The task
Retype all of the entries precisely.

Entries shown
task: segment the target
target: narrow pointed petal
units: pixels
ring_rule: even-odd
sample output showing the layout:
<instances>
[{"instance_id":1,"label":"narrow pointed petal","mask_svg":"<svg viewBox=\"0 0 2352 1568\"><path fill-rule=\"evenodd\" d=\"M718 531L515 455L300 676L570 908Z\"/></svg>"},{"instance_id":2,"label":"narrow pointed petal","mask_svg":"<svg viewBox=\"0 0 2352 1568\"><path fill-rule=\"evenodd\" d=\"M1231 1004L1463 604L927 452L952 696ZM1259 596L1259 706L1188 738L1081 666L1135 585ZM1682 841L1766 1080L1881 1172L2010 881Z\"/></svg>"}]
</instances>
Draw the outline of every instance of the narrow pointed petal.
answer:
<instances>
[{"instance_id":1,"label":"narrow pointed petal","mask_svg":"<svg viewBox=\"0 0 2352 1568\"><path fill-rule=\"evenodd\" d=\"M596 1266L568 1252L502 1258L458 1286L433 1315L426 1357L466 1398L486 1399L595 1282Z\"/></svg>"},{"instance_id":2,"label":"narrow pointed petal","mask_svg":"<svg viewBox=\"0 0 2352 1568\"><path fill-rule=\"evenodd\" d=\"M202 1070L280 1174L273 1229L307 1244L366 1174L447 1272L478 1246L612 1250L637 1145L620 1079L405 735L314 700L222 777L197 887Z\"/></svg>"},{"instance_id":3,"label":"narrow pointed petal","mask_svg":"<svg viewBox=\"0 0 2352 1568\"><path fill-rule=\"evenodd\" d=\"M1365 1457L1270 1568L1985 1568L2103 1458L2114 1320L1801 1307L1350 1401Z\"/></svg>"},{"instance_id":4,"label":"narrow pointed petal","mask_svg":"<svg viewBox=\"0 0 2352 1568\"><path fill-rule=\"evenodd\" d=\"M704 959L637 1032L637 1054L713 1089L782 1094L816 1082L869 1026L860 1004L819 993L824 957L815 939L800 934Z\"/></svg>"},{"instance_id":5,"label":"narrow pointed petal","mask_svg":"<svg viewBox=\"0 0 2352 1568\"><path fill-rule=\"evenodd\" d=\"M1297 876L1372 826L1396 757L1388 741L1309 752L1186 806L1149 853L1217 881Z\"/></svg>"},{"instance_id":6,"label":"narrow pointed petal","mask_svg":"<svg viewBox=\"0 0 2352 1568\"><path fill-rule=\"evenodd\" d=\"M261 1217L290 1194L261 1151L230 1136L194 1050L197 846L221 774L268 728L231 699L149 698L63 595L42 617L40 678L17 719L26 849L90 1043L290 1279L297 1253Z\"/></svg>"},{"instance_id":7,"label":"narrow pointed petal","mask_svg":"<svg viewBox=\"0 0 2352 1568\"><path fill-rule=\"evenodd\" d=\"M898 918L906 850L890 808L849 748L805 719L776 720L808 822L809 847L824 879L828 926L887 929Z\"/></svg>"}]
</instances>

Final answer
task: segment the target
target: narrow pointed petal
units: pixels
ring_rule: even-odd
sample output showing the layout:
<instances>
[{"instance_id":1,"label":"narrow pointed petal","mask_svg":"<svg viewBox=\"0 0 2352 1568\"><path fill-rule=\"evenodd\" d=\"M718 531L515 455L300 676L570 908Z\"/></svg>"},{"instance_id":2,"label":"narrow pointed petal","mask_svg":"<svg viewBox=\"0 0 2352 1568\"><path fill-rule=\"evenodd\" d=\"M1231 1004L1463 604L927 452L952 696ZM1259 596L1259 706L1188 738L1081 666L1135 585ZM1682 841L1766 1080L1881 1172L2010 881Z\"/></svg>"}]
</instances>
Draw the outline of every instance of the narrow pointed petal.
answer:
<instances>
[{"instance_id":1,"label":"narrow pointed petal","mask_svg":"<svg viewBox=\"0 0 2352 1568\"><path fill-rule=\"evenodd\" d=\"M596 1266L568 1252L502 1258L458 1286L433 1315L426 1357L466 1398L486 1399L595 1282Z\"/></svg>"},{"instance_id":2,"label":"narrow pointed petal","mask_svg":"<svg viewBox=\"0 0 2352 1568\"><path fill-rule=\"evenodd\" d=\"M202 1070L280 1174L273 1229L307 1244L366 1174L447 1272L478 1246L612 1250L637 1145L620 1079L405 735L314 700L222 777L197 887Z\"/></svg>"},{"instance_id":3,"label":"narrow pointed petal","mask_svg":"<svg viewBox=\"0 0 2352 1568\"><path fill-rule=\"evenodd\" d=\"M1365 1457L1270 1568L1985 1568L2103 1458L2114 1320L1801 1307L1350 1401Z\"/></svg>"},{"instance_id":4,"label":"narrow pointed petal","mask_svg":"<svg viewBox=\"0 0 2352 1568\"><path fill-rule=\"evenodd\" d=\"M704 959L637 1032L637 1054L713 1089L782 1094L816 1082L869 1026L860 1004L819 993L824 957L815 939L800 934Z\"/></svg>"},{"instance_id":5,"label":"narrow pointed petal","mask_svg":"<svg viewBox=\"0 0 2352 1568\"><path fill-rule=\"evenodd\" d=\"M1297 876L1372 826L1396 757L1388 741L1309 752L1186 806L1149 853L1217 881Z\"/></svg>"},{"instance_id":6,"label":"narrow pointed petal","mask_svg":"<svg viewBox=\"0 0 2352 1568\"><path fill-rule=\"evenodd\" d=\"M261 1217L290 1194L261 1151L230 1136L194 1050L197 846L221 774L268 728L231 699L149 698L63 595L42 617L40 678L17 719L26 849L90 1043L290 1279L297 1253Z\"/></svg>"},{"instance_id":7,"label":"narrow pointed petal","mask_svg":"<svg viewBox=\"0 0 2352 1568\"><path fill-rule=\"evenodd\" d=\"M898 918L906 850L890 808L849 748L805 719L776 720L808 822L809 847L824 879L828 926L887 929Z\"/></svg>"}]
</instances>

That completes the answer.